Repeat the listing below in full and exactly, but without its pictures.

- EXERCISE INPUT:
Segment Open

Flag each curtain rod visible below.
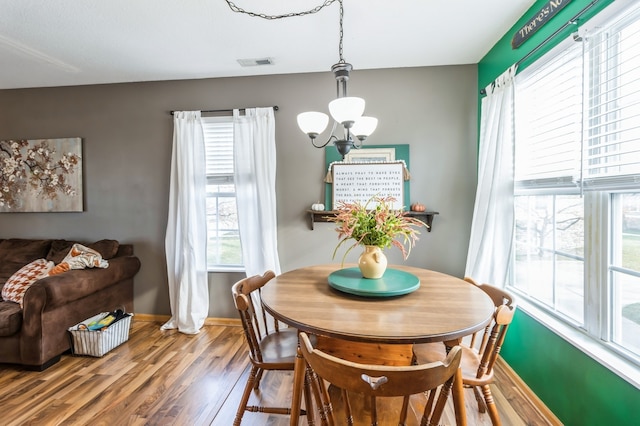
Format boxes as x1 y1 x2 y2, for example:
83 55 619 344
169 105 279 115
480 0 601 95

Segment Closed

- RESPONSE AREA:
Flag each curtain rod visible below.
Format boxes as x1 y1 x2 y2, for example:
83 55 619 344
169 105 279 115
480 0 601 95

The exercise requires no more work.